Exercise instructions:
Could you rescale everything from the line containing "For the benchmark, mark every instance of the dry" down to the end of the entries, both ends included, by writing out each of those lines again in full, wording unchanged, with every x and y coordinate multiplied by 0.4 and rounded to a whole number, halves rounded up?

-=-=-=-=-

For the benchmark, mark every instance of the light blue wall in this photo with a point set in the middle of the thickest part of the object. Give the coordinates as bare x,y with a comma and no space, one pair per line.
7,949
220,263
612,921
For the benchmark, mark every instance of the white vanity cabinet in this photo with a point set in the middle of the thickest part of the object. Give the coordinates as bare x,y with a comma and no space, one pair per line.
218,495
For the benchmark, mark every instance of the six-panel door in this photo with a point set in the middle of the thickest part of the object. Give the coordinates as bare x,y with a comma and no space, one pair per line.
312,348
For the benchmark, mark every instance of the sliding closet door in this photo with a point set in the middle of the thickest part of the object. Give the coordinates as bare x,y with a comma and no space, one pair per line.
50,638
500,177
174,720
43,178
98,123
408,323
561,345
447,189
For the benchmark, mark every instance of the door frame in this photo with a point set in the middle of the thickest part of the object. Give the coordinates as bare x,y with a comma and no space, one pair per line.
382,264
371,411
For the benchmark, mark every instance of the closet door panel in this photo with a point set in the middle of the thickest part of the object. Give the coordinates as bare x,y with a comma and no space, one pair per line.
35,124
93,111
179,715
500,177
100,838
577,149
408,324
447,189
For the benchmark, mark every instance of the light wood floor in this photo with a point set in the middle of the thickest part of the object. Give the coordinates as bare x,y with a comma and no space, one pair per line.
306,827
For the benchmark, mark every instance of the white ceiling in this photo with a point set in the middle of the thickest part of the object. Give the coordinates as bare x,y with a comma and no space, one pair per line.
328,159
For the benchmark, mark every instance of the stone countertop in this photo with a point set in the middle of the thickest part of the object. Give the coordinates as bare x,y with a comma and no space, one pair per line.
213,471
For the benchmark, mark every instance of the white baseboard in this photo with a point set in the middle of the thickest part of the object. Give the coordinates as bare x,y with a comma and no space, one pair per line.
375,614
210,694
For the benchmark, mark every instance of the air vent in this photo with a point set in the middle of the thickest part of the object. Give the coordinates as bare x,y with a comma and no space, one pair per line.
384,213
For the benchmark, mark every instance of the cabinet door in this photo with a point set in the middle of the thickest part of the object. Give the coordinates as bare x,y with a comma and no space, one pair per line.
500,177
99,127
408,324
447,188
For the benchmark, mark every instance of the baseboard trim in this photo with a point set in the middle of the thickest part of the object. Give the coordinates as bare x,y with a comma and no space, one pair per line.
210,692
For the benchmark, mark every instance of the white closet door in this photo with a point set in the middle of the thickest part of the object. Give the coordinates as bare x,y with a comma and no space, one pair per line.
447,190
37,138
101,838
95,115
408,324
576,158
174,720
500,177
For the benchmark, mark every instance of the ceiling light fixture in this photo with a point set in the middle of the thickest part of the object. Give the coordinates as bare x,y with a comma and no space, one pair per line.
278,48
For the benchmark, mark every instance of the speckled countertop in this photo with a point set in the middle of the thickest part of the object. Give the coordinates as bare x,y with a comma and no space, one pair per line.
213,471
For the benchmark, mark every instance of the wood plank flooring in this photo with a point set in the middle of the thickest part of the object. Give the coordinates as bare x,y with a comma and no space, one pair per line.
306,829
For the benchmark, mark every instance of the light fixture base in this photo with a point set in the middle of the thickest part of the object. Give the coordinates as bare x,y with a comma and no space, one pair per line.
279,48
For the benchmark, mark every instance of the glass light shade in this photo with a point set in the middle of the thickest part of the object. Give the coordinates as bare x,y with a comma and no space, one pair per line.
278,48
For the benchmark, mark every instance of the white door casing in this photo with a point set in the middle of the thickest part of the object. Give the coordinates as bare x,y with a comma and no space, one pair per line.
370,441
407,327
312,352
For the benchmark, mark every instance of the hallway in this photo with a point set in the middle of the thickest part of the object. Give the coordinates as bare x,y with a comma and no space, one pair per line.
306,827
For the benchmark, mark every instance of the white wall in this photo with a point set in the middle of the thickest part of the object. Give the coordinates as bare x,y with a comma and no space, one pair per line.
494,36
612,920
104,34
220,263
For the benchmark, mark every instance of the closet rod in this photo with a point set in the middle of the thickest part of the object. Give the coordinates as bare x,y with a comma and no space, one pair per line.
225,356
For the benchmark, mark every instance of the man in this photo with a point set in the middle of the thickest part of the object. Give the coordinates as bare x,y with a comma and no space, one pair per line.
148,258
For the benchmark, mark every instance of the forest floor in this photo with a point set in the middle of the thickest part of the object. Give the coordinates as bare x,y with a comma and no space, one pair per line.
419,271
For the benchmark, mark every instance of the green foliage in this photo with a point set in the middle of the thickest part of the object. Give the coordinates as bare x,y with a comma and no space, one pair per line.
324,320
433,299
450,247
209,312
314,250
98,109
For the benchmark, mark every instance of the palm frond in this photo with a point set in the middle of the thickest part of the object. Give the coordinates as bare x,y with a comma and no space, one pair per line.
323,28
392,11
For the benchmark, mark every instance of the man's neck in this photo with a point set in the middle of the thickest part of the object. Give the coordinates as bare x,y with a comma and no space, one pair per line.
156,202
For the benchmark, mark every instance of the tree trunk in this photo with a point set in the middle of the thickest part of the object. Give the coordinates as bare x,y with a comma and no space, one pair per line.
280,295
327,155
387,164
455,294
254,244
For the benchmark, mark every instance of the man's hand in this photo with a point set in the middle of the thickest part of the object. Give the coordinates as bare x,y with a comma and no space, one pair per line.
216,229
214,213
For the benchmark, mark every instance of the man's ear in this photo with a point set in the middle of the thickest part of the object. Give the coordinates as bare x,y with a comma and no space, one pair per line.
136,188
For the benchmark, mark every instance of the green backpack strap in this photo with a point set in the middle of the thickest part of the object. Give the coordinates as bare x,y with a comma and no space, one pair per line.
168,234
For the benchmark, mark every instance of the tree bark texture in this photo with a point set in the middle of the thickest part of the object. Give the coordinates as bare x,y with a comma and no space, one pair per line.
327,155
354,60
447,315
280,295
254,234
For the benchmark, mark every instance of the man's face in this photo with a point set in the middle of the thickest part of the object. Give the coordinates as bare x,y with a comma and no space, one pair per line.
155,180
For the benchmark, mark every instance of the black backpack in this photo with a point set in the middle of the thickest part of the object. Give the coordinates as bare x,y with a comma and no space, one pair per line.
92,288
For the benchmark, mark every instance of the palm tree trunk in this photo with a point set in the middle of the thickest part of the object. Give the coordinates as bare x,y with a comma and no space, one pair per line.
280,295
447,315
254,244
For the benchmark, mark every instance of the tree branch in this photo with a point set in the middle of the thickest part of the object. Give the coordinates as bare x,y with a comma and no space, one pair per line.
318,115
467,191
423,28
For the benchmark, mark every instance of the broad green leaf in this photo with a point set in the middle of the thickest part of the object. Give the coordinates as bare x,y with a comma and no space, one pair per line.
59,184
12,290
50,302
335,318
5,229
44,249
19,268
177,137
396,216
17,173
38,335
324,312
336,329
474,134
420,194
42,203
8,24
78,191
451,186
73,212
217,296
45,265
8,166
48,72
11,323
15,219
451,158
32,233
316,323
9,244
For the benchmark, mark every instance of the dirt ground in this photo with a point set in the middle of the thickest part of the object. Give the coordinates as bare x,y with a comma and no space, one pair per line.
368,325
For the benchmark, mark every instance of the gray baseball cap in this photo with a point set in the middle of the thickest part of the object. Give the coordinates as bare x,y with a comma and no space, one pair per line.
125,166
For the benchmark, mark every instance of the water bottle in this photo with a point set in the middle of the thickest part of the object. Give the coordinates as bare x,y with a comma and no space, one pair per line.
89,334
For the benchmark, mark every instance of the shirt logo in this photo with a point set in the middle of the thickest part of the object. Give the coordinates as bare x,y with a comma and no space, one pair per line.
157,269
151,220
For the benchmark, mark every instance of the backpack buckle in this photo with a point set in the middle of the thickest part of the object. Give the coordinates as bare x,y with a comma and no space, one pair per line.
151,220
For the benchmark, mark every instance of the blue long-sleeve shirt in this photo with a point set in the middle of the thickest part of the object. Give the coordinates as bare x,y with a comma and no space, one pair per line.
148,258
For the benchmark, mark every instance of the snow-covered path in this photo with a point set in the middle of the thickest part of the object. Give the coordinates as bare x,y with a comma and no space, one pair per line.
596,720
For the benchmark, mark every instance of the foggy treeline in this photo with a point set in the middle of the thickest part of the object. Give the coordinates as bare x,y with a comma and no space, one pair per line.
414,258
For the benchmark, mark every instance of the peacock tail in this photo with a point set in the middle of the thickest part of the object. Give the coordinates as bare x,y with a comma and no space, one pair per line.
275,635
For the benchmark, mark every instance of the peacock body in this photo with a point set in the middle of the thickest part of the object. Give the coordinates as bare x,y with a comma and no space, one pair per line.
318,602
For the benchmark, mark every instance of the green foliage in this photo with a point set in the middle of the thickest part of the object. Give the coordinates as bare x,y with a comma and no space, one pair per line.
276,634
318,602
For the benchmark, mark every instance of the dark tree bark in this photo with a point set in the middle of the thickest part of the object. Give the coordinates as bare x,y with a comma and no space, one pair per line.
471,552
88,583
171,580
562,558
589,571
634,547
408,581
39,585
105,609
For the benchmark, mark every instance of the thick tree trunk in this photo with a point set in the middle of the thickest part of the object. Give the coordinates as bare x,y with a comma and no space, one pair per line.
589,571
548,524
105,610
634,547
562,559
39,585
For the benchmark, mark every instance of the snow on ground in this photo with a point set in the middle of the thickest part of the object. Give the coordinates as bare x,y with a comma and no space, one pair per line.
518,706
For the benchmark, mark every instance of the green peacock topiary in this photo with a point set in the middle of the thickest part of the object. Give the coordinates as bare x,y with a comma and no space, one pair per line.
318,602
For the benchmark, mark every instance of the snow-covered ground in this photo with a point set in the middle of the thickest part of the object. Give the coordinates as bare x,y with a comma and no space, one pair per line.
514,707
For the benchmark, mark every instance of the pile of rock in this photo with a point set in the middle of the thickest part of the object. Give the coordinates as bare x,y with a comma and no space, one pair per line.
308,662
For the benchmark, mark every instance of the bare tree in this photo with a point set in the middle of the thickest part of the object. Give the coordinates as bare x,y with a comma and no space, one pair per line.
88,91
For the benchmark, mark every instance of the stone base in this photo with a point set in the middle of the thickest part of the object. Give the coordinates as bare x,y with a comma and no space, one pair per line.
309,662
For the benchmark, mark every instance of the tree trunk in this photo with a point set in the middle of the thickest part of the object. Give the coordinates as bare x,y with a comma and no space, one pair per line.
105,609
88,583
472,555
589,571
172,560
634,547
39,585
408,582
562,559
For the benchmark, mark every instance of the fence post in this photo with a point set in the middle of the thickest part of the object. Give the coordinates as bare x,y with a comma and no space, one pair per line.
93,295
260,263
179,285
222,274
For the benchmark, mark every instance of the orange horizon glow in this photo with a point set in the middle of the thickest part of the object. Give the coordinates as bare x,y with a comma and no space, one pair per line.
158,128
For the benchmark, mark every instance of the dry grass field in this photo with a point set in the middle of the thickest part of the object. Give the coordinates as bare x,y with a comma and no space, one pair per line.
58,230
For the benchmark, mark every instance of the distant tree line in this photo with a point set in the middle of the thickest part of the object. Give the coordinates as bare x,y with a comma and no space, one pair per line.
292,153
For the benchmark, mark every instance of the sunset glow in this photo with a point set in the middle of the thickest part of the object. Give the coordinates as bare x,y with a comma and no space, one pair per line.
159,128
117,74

-=-=-=-=-

Response to this exercise:
For the benchmark, mark every instance of the dry grass field in this photo with a point set in the middle of the thickest part of the object. Give the coordinates as bare x,y with a comma and no space, one pair per line.
23,92
For the benchmark, mark every instance of the distant tree line in this photo with a point set in the middle of the thickest part of the object. Give the coordinates as bare x,y with a comma and no space, one pair per line.
117,61
For the benchmark, mark every instance of the sunset glow in this photo with a point set in the middle of the thickest part of the object. Give the coordinates as bare x,y with a comma and no space, one pair per line.
64,51
47,30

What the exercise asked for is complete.